# DOCUMENT SEGMENT
2% of first-time bicycle tourists underpack, 10% pack just right, and 88% overpack. Don't worry too much about underpacking. Read some of the equipment lists over at and here on this site to get ideas.

Heh. I might go even higher than 88%. Nearly everyone on my first tour (cross country with a group of 12) mailed something home within the first week. My favorite was the woman who mailed home her blow drier and her Sony Watchman TV.

There is also a "how-to" section on Adventure Cycling's web site.

General Discussion / Re: Yellowstone North Entrance Info.
« on: November 03, 2012, 10:45:42 am »
I believe it's Old Yellow Stone Trail South. Hard to find good info. on it, but it seems to be part of an old stage coach route. If you look at Google Maps Street View where the north end merges back into U.S. 89, a little ways above where SR 540 branches off from U.S. 89, you can see that it's a dirt road. There is also a portion of it you can cycle in the park between Mamouth Hot Springs and the north entrance. Open one-way to cars but both ways to bikes. Check the park's web site for details.

Could be a nice ride. Last year we did a 20 mile section of unpaved road between Melrose and Twin Bridges, MT that turned out to be a hidden gem. If it's rough going, you can cross back to U.S. 89 at Corwin Springs and Miner.

General Discussion / Re: Tales of Calamity and Woe
« on: October 31, 2012, 10:03:42 am »

# SHORT EXERCISE 1
Translate this sentence from the bicycle touring posts into Spanish: "Nearly everyone on my first tour (cross country with a group of 12) mailed something home within the first week."
# SHORT EXERCISE 2
Duplicate a passage of the bicycle touring posts word for word, beginning with "Could be a nice" and ending after "Springs and Miner.".

# DATA ENTRIES

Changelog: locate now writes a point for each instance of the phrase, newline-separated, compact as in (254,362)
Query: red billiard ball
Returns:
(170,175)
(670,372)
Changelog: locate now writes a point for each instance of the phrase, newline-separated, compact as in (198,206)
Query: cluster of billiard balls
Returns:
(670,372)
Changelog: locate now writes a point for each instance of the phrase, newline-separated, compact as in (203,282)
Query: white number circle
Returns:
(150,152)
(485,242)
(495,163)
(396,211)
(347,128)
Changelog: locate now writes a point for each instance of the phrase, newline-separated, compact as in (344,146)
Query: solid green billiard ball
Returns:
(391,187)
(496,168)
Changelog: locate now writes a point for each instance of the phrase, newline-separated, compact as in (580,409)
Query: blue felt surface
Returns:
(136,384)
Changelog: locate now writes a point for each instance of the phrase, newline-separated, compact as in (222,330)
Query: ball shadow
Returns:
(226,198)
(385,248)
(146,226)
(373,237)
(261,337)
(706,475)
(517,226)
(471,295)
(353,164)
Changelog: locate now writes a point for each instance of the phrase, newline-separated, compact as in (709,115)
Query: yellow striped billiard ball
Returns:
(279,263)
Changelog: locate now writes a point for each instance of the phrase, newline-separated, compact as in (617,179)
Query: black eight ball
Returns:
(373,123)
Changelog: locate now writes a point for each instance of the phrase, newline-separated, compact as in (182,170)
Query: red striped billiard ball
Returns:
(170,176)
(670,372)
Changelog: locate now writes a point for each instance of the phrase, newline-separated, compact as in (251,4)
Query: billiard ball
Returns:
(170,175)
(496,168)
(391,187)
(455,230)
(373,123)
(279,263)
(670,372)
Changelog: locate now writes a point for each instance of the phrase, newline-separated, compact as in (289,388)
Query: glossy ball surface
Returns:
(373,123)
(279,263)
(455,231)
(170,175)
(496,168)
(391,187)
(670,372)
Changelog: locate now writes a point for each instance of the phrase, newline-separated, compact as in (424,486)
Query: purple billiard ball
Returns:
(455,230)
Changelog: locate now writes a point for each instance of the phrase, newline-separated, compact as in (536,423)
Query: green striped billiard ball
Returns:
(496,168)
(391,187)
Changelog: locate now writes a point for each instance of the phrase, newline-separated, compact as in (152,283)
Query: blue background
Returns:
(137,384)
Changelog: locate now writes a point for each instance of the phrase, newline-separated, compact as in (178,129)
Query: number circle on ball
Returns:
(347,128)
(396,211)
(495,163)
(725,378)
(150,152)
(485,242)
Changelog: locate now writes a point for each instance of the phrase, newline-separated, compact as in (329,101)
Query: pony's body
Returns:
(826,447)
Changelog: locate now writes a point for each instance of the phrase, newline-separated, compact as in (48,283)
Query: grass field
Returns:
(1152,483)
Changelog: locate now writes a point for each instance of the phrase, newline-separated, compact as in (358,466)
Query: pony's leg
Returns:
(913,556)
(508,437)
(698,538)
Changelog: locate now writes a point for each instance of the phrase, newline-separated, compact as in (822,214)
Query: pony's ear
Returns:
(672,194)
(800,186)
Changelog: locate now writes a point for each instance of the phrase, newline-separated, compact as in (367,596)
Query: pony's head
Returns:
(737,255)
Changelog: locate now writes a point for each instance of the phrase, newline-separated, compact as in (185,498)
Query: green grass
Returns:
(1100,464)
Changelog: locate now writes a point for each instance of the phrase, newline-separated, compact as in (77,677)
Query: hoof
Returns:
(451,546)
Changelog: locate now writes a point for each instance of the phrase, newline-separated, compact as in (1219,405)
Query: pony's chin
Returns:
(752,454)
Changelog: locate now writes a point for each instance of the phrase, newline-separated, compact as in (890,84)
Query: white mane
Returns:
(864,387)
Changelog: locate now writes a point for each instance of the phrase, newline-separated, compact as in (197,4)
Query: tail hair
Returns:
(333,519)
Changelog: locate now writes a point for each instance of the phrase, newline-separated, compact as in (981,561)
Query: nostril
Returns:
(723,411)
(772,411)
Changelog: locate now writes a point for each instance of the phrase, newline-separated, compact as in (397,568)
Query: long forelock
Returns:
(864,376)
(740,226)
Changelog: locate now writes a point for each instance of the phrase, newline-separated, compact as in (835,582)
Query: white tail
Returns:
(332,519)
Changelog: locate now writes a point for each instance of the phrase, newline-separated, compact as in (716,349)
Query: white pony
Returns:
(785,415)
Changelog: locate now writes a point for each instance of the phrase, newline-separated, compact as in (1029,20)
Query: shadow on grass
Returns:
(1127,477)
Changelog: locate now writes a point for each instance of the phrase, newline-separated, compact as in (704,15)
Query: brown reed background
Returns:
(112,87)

---

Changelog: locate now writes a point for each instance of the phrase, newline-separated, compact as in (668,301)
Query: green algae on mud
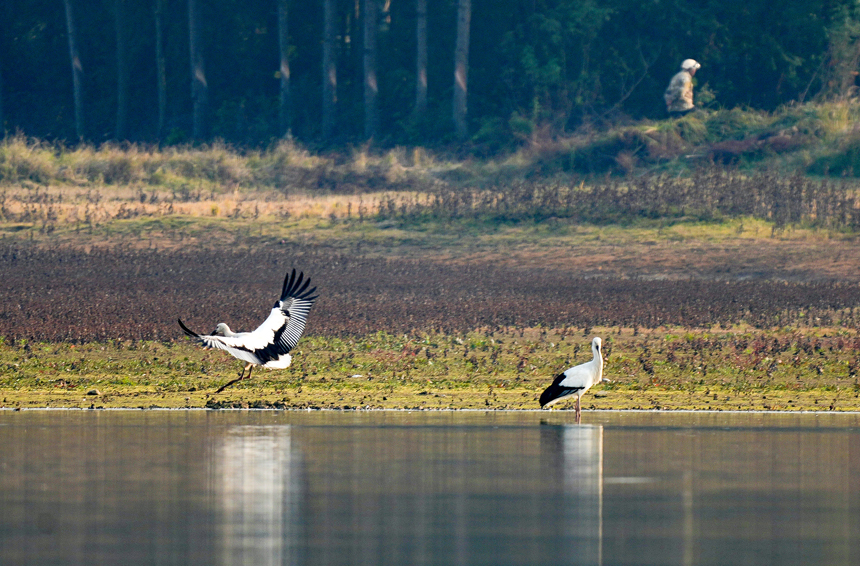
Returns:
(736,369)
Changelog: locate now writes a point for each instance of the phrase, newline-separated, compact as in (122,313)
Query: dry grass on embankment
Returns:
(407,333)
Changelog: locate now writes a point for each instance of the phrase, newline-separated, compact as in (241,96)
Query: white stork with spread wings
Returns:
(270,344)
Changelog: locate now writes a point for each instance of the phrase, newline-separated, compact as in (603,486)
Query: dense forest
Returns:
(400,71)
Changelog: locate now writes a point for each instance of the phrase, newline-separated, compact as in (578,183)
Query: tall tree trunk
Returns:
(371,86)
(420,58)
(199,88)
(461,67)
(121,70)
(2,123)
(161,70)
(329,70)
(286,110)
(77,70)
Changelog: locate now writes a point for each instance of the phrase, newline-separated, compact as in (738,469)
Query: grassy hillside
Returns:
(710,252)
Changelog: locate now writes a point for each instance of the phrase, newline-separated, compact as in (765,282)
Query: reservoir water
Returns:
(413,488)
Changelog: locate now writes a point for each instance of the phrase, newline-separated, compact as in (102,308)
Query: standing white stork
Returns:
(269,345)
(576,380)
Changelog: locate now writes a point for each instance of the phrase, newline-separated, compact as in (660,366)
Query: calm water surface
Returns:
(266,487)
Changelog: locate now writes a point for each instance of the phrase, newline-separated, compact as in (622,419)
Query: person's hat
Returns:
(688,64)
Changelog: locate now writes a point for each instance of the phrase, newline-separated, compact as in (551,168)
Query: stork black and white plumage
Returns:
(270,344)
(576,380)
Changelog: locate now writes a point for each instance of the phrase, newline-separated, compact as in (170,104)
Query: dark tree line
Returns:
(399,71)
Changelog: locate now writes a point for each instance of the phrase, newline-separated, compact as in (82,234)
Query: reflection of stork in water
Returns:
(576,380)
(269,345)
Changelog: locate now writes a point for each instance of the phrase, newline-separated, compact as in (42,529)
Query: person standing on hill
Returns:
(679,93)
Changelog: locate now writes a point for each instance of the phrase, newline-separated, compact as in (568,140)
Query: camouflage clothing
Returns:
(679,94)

# TASK SOLUTION 1
Casi todos en mi primer viaje (a través del país con un grupo de 12) enviaron algo a casa por correo durante la primera semana.

# TASK SOLUTION 2
Could be a nice ride. Last year we did a 20 mile section of unpaved road between Melrose and Twin Bridges, MT that turned out to be a hidden gem. If it's rough going, you can cross back to U.S. 89 at Corwin Springs and Miner.